---------- RECORDS SHOWN
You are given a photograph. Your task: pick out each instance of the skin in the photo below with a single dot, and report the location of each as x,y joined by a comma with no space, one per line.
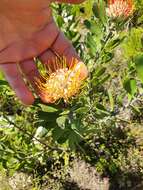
28,30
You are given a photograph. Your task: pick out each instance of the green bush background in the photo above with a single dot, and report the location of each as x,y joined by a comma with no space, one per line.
102,126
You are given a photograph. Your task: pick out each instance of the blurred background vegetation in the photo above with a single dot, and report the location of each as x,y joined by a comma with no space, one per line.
95,141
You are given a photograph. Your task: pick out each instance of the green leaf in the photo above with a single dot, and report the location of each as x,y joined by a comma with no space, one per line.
139,66
3,82
130,86
61,121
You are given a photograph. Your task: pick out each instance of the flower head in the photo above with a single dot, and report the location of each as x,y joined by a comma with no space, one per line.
119,8
64,82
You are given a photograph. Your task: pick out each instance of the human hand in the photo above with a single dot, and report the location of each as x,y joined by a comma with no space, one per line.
28,30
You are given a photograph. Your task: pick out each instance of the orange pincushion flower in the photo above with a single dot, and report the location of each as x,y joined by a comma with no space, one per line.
119,8
64,82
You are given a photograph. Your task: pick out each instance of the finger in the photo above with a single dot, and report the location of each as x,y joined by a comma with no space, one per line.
48,57
30,71
69,1
63,47
17,83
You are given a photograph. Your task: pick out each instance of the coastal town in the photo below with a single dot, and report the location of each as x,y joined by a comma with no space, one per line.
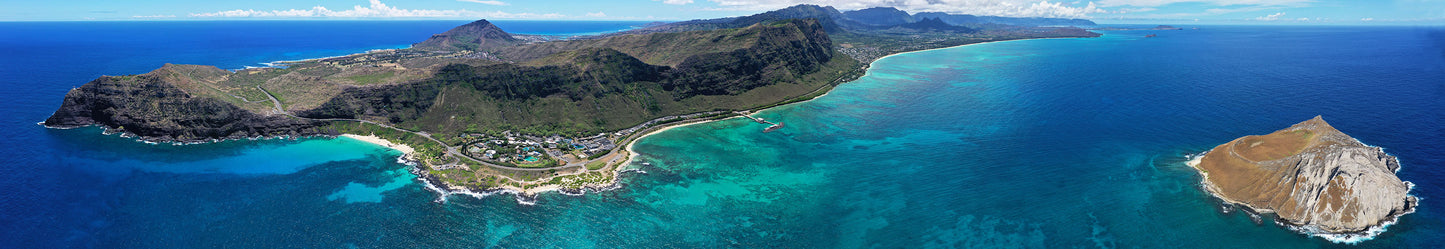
542,151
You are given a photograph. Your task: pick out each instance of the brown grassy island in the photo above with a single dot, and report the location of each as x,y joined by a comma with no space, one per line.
484,110
1315,178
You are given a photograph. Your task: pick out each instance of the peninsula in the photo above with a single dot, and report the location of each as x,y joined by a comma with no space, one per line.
484,110
1315,178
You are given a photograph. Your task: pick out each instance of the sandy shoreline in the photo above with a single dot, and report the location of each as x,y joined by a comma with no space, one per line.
526,196
383,142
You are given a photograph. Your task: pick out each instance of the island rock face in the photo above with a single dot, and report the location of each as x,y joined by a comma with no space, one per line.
1311,175
168,106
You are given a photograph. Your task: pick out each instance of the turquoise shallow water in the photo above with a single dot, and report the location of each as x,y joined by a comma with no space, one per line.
1028,144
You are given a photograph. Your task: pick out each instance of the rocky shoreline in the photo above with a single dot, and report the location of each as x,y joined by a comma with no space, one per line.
1314,178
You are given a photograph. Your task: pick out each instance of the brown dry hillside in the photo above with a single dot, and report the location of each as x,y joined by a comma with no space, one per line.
1309,174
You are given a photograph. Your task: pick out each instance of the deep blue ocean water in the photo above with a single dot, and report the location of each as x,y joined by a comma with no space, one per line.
1026,144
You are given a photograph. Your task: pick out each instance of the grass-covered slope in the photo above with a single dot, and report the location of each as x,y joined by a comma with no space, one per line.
600,86
171,103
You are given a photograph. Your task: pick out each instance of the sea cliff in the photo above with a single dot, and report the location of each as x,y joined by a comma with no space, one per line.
1314,177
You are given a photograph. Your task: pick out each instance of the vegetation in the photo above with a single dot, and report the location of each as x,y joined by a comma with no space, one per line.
480,80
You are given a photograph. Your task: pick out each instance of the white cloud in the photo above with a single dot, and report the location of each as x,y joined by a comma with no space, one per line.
376,9
1135,10
1275,16
1156,3
983,7
486,2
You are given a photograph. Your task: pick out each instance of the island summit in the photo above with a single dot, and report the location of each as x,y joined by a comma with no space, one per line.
489,110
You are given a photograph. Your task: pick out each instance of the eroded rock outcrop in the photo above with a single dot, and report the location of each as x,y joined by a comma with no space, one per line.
158,106
1312,177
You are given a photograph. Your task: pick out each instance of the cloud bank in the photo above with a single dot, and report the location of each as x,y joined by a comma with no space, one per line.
376,9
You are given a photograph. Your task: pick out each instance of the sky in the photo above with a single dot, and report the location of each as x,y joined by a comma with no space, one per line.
1276,12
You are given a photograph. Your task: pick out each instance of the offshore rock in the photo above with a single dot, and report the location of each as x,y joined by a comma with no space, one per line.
1312,177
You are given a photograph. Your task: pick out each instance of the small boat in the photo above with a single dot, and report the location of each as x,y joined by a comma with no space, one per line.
779,125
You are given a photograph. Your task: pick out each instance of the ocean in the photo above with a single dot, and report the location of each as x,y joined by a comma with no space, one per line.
1022,144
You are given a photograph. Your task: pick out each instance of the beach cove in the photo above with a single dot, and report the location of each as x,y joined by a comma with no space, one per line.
1029,144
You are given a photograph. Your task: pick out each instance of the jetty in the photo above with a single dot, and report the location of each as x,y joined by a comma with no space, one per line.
773,126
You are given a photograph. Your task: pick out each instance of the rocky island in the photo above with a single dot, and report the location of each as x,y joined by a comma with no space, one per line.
487,110
1315,178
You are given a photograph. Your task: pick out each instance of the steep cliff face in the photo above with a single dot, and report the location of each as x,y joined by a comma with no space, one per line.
155,107
781,52
479,35
1311,175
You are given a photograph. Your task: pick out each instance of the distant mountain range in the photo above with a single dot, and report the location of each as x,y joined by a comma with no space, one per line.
869,19
480,80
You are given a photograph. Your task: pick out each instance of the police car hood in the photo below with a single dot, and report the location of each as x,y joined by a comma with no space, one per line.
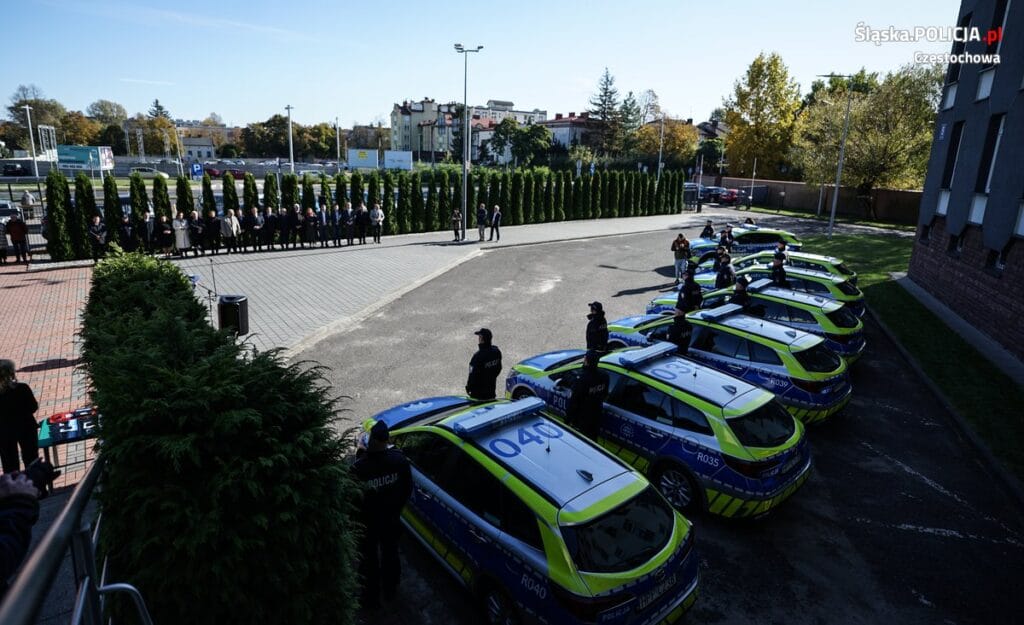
--------------------
TASK DETAILS — Which lines of the data above contain the word "brown"? Return every such line in full, matching case exactly.

EXERCISE SOLUTION —
You are given a photograph. Your task: pick out each instance of the brown grassy island in the photo above with a single dot, and report the location of each as x,y joined by a comma with no space, one per line.
You are given a photograph. Your task: pick out each instance of the brown dry hillside in the photo above with a single dot, and report the location of each as x,y joined by a comma with no space, one per line.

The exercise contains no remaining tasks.